#### Task requirements:
Copy every line of the material below without changing a character, leaving out the pictures.

#### Data records:
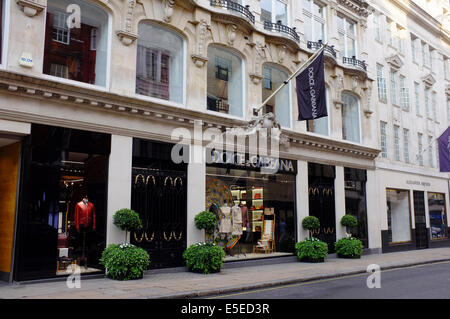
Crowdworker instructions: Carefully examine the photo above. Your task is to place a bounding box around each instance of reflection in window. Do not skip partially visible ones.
[386,189,411,243]
[207,46,243,116]
[342,92,361,143]
[428,193,448,239]
[262,64,291,127]
[136,23,184,103]
[43,0,108,86]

#### Complete answer:
Crowdworker instructions: Carefully examine the photo above. Your task is to place a bounding box around each instance of reflection in window. Do not skip partially visible ones.
[386,189,411,243]
[207,46,243,116]
[342,92,361,143]
[428,193,448,239]
[262,64,291,127]
[136,23,184,103]
[43,0,108,86]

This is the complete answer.